**** DATA LISTING

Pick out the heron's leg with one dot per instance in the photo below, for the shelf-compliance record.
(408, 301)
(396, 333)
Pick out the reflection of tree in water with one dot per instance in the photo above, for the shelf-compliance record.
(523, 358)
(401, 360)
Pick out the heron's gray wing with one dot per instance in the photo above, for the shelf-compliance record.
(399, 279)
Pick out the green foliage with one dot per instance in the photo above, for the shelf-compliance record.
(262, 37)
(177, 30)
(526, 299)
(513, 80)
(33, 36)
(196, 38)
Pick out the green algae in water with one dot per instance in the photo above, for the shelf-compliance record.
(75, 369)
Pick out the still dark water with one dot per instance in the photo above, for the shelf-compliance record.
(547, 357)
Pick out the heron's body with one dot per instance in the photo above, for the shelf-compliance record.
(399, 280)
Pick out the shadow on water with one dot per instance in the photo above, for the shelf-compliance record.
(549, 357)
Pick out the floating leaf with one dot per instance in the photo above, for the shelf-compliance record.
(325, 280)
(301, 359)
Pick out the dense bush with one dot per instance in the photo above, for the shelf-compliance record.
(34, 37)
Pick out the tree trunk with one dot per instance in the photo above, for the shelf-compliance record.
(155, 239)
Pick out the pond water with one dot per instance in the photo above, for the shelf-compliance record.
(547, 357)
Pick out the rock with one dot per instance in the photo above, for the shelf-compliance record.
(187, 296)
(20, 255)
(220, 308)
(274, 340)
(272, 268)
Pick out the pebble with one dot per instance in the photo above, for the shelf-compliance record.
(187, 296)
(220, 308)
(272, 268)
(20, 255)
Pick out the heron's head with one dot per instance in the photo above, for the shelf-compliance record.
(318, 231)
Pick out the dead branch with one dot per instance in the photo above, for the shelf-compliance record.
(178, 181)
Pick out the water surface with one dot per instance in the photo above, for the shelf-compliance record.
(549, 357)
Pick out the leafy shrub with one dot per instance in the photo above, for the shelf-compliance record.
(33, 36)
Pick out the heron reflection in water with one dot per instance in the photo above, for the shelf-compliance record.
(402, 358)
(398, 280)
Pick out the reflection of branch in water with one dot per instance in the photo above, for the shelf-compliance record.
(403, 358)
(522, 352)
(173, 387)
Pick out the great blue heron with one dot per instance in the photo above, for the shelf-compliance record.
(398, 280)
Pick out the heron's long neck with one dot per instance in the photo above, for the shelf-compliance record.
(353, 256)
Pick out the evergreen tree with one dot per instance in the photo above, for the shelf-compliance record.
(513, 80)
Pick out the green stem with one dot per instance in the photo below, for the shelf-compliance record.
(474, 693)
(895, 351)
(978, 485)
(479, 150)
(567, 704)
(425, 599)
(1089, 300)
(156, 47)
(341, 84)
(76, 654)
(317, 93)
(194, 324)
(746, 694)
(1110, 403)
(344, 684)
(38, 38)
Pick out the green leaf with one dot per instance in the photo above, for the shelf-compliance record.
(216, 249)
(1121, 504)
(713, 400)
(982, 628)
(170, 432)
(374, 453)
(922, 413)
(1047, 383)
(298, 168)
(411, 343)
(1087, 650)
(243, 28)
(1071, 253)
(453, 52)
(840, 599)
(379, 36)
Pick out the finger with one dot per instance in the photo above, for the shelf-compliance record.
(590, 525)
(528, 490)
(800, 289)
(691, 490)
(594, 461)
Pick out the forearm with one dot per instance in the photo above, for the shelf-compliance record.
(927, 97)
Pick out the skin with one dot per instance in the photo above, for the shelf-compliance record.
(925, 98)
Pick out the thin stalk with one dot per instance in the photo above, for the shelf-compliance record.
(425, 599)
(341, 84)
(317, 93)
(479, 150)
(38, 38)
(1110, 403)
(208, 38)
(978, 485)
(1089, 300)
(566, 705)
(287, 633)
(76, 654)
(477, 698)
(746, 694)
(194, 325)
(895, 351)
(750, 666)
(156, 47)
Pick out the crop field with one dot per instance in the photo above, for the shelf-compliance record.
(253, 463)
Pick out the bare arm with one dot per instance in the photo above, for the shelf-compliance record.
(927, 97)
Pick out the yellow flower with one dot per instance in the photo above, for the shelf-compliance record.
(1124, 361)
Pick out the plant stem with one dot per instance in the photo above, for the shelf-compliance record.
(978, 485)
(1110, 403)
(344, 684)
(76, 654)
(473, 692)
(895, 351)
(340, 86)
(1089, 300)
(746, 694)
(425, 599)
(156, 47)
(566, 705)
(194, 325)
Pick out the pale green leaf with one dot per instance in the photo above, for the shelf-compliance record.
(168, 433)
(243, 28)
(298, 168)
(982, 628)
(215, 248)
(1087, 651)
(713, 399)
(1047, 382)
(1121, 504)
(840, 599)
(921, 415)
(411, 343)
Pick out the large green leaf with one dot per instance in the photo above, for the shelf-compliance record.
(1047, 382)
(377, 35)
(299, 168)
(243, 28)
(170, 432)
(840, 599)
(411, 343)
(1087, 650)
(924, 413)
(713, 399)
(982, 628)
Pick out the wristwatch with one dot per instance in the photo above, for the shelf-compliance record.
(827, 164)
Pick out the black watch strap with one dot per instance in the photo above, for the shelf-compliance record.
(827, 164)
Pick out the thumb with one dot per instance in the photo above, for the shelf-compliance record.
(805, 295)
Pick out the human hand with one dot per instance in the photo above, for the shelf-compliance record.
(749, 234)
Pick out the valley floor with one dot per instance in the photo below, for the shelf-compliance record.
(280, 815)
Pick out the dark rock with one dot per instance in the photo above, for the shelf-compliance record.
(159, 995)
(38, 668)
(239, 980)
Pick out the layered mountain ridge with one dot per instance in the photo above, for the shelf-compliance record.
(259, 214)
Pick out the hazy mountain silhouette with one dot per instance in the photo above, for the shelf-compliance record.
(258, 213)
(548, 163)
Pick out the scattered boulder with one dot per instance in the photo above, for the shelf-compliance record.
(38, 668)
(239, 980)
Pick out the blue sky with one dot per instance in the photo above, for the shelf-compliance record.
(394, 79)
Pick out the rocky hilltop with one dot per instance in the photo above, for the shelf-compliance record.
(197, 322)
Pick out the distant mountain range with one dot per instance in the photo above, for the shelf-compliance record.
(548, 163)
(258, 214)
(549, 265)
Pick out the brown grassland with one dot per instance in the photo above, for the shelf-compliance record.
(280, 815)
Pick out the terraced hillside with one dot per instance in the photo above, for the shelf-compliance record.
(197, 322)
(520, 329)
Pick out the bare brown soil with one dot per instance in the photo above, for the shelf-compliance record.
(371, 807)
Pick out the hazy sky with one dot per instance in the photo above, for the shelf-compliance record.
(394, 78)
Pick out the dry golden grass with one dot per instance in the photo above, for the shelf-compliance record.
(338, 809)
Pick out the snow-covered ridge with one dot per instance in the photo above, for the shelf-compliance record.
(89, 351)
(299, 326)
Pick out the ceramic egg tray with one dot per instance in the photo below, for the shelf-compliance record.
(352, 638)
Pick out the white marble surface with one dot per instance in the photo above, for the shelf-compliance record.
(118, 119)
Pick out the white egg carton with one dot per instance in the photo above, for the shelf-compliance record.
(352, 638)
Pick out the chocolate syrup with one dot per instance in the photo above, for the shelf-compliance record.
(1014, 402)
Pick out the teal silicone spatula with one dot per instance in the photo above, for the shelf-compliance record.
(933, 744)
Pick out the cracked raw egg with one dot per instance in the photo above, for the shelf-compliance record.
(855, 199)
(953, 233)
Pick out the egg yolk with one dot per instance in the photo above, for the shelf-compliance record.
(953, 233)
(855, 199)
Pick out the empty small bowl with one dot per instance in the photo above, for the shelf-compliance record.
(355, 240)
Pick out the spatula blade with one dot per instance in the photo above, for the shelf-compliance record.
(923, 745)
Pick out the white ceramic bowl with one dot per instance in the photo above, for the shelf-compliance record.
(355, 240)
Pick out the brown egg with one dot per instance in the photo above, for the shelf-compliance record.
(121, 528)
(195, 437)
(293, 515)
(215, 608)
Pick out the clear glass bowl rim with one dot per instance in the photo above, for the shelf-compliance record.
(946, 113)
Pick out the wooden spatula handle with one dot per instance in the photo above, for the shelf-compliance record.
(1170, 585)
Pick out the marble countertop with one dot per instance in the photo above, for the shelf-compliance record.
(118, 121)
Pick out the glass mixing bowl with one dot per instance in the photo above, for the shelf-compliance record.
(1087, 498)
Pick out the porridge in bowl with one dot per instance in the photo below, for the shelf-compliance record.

********

WHAT NEEDS TO BE DONE: Output an exact copy of the lines beginning at the one that holds "Pick out the clear" and running through the final line of the records.

WRITTEN SOLUTION:
Pick out the clear glass bowl rim with one dot per instance in the photo above, for the shelf-compliance record.
(946, 113)
Pick out the wooden spatula handle with one dot per instance in the photo above, for the shelf-compliance record.
(1170, 585)
Pick out the marble countertop with one dot per instance in the photo above, for the shelf-compliance record.
(118, 121)
Pick out the glass mixing bowl with one dot per instance in the photo above, for the shelf-compliance record.
(1087, 498)
Pick out the porridge in bowl with one dot per instance in the photo below, for the shelf-compliance record.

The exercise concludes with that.